03年のクリスマスには、六本木ヒルズで「クリスマス粉砕集会」を敢行。貧乏人大反乱集団はどてらに身を包み、鍋や野菜、ちゃぶ台を持参して「商業主義・ぼったくり主義の象徴」である六本木ヒルズへ乗り込んだ。だが、鍋を始めようとした瞬間、300人(!)もの警察官に蹴散らされ、たまたま通りかかった貧乏臭い格好をした人までもが「弾圧」されるという憂き目にあった。「全然関係ない人なのに、『お前、貧乏だろう!』って警察官に言われてすごいショックを受けていた(笑い)。クリスマスの夜、警察にいきなりそんなこと言われたらショックですよね(笑い)」と、首謀者の、松本哉さん(32)は振り返る。
さてこの記事のなかで雨宮さんは、自分がかつて右翼団体に所蔵していたことを語っている。高校卒業がバブル崩壊後の就職難の時期にあたりその後フリーターをしていた雨宮さんはフリーターについて「どこにも属せない」と書いている。そのどこにも帰属できない意識が右翼に向かわせ、右翼団体に所属していた。なぜ左翼ではなく右翼かという理由はきわめてシンプルで、左翼の言説が難解だったからと雨宮さん。右翼は単純な言葉で、たとえば、「アメリカが悪い」と断言する。その明瞭さにひかれた。フランス大統領選候補のひとり極右政党国民戦線党首ル・ペンも「移民排除」というものすごくわかりやすい表明だ。「わかりやすい」は疑ったほうがいいと思う。
それはそれとして、雨宮さんがではなぜその後、左派に接近していったかは「論座」にある本文を読んでいただきたいが、それより僕が考えていたことは、この「素人の乱」の人たちの心性と、六〇年安保時の運動を指導したブントの心性(彼らはほとんどが二〇代だった)と、あまりかわりがないのじゃないかということだった。もちろん、ブントは知識人たちの運動であり、それこそその言説は難解だっただろう。その後に学者になった者など数多く輩出している(廣松渉、青木昌彦)。保守の論客になった者らも(西部邁、森田実、香山健一)。けれど、簡略すれば「若い」という感性と心性だ。ここ詳しく書くと長くなるので省略。
問題は、ブントがそうであったように(といっても、いきなり「ブント」と書かれてもわからない人にはなんのことだろうと思われるだろうから、ウィキペディアの「ブント」の項をひいて、そこからさらに先へリンクをたどってください)、歳をとることへの想像力をどう持っているかだ。年齢を重ねるうち「貧乏である若者ら」のうち、なにかの拍子にそうでなくなってしまう者が出現したとき「素人の乱」の運動はどうなるのか(ブントもそうだったと思うわけさ)。とはいえ、僕は彼らの運動を否定しないし、ブントにもあっただろう心性を肯定する。なにしろ、面白そうだからだ。魅力的である。あとなあ、「若い」ってことだけでつっぱしるからこその「運動」だよな。そうじゃなければ、「いま、ここ」にはぜったいならない。

* **掲載エントリー**:
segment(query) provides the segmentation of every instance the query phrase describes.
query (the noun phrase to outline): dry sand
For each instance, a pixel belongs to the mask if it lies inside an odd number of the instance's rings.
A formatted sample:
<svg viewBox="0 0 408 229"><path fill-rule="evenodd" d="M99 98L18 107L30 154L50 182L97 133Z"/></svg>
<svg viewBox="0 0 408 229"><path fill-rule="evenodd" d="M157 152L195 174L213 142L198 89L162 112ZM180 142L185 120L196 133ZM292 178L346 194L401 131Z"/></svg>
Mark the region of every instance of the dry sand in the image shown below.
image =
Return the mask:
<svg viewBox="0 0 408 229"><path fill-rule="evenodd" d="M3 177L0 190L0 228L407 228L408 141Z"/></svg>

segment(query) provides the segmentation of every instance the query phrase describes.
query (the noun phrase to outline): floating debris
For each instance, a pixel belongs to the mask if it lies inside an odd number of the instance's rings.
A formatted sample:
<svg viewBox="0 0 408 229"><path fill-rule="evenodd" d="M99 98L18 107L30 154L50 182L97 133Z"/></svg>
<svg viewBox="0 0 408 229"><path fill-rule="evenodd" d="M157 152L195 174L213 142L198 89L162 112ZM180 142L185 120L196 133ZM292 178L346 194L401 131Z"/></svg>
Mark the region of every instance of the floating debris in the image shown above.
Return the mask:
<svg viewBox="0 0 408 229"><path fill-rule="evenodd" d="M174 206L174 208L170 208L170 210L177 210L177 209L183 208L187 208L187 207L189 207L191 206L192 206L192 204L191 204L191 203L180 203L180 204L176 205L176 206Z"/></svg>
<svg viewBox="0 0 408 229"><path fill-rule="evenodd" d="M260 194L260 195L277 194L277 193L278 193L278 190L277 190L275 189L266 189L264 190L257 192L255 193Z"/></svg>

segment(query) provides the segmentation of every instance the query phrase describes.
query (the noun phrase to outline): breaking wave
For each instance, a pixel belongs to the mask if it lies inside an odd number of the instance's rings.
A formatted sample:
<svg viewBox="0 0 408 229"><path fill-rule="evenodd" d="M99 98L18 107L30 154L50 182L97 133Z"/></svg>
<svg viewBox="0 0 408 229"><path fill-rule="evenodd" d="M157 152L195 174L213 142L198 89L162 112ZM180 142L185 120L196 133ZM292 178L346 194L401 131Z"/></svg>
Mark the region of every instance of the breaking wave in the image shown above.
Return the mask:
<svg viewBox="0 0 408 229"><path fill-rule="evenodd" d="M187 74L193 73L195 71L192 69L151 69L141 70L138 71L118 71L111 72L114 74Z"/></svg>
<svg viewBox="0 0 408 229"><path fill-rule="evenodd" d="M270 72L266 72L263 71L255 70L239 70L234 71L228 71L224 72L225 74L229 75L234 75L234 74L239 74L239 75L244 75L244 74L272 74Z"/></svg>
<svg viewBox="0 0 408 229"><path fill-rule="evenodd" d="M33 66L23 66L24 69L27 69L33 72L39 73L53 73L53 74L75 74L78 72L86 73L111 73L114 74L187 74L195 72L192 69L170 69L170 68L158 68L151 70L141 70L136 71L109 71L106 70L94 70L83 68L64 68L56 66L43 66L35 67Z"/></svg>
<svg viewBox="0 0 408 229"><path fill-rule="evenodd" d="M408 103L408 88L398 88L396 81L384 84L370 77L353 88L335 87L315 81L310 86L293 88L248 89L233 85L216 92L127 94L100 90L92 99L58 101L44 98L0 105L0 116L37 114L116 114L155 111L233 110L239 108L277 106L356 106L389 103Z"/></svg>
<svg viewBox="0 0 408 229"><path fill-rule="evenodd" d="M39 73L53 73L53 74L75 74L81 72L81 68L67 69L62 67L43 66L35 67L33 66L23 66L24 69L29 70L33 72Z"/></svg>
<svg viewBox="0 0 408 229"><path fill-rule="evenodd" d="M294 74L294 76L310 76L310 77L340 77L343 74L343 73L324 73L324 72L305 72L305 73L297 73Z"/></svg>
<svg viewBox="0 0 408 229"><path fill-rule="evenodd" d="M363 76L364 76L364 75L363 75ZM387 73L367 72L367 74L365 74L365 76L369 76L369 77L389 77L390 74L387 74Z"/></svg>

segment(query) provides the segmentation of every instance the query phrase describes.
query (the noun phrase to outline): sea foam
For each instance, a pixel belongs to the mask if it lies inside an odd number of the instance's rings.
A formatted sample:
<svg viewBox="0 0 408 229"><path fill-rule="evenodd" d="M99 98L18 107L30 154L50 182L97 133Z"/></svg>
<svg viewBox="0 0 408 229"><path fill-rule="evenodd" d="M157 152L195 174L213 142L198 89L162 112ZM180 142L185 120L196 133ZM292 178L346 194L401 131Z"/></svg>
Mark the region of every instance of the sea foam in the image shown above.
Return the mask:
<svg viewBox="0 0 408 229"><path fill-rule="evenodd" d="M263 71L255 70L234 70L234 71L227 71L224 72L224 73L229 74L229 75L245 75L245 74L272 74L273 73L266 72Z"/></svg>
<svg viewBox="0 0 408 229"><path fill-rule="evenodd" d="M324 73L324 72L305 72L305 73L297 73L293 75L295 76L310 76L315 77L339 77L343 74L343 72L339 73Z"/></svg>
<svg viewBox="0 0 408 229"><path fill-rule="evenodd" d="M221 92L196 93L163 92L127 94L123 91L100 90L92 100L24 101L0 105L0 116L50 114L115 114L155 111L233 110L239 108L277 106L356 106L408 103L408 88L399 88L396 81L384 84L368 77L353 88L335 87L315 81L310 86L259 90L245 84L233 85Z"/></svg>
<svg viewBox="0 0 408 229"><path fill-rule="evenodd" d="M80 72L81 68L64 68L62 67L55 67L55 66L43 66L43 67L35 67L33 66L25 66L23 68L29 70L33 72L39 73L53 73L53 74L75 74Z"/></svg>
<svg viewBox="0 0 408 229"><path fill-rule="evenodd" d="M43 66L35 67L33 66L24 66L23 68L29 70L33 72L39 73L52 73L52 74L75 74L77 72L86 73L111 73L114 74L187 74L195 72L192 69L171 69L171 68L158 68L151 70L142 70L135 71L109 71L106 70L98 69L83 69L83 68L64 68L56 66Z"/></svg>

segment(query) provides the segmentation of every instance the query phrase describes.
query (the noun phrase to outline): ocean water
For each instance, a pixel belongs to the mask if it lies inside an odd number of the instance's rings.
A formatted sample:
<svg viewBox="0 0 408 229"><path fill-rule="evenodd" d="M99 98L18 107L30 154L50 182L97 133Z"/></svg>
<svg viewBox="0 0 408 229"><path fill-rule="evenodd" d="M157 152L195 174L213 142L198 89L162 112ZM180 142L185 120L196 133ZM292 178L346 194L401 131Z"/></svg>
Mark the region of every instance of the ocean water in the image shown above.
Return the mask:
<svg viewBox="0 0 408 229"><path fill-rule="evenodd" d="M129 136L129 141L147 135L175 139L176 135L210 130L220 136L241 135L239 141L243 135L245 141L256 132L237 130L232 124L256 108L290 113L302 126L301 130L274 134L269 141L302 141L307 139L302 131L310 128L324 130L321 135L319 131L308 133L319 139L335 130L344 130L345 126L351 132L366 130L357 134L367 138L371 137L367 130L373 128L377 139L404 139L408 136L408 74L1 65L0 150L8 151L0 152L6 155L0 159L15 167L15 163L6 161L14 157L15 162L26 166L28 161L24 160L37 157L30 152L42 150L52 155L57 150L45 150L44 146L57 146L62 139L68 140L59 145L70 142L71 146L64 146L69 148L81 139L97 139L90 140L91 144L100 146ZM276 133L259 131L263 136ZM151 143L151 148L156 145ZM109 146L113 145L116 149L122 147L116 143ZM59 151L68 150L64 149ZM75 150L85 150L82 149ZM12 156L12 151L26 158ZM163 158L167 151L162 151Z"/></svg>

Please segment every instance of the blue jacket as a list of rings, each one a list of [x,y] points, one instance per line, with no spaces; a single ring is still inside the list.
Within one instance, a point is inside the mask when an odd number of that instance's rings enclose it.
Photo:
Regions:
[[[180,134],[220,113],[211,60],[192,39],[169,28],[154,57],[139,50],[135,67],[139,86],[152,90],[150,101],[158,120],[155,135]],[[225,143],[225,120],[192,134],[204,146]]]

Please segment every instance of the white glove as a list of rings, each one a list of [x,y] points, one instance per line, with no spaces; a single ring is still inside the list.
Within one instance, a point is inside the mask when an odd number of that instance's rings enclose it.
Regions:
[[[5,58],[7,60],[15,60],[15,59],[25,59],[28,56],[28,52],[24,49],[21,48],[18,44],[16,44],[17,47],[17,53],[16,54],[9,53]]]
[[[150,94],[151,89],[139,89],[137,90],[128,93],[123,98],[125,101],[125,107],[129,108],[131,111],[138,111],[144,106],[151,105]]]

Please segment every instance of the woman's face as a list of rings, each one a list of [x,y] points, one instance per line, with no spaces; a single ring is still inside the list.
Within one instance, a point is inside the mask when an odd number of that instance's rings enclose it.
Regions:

* **課題文 1**:
「素人の乱」とブントを論じた文章のうち、「03年のクリスマスには、六本」から「本哉さん(32)は振り返る。」までを、両端も含めて一字も変えずに書き写せ。
* **課題文 2**:
エントリーの冒頭から「177L0 190L0 228L407」を含む行まで(両端を含む)の行だけを、「dry sand」を「wet sand」に置き換え、ほかは変えずに示せ。
エントリーは「素人の乱」とブントを論じた文章とは関係がない。

* **解答例 1**:
03年のクリスマスには、六本木ヒルズで「クリスマス粉砕集会」を敢行。貧乏人大反乱集団はどてらに身を包み、鍋や野菜、ちゃぶ台を持参して「商業主義・ぼったくり主義の象徴」である六本木ヒルズへ乗り込んだ。だが、鍋を始めようとした瞬間、300人(!)もの警察官に蹴散らされ、たまたま通りかかった貧乏臭い格好をした人までもが「弾圧」されるという憂き目にあった。「全然関係ない人なのに、『お前、貧乏だろう!』って警察官に言われてすごいショックを受けていた(笑い)。クリスマスの夜、警察にいきなりそんなこと言われたらショックですよね(笑い)」と、首謀者の、松本哉さん(32)は振り返る。

* **解答例 2**:
segment(query) provides the segmentation of every instance the query phrase describes.
query (the noun phrase to outline): wet sand
For each instance, a pixel belongs to the mask if it lies inside an odd number of the instance's rings.
A formatted sample:
<svg viewBox="0 0 408 229"><path fill-rule="evenodd" d="M99 98L18 107L30 154L50 182L97 133Z"/></svg>
<svg viewBox="0 0 408 229"><path fill-rule="evenodd" d="M157 152L195 174L213 142L198 89L162 112ZM180 142L185 120L196 133ZM292 178L346 194L401 131Z"/></svg>
Mark the region of every instance of the wet sand in the image shown below.
image =
Return the mask:
<svg viewBox="0 0 408 229"><path fill-rule="evenodd" d="M3 177L0 190L0 228L407 228L408 141Z"/></svg>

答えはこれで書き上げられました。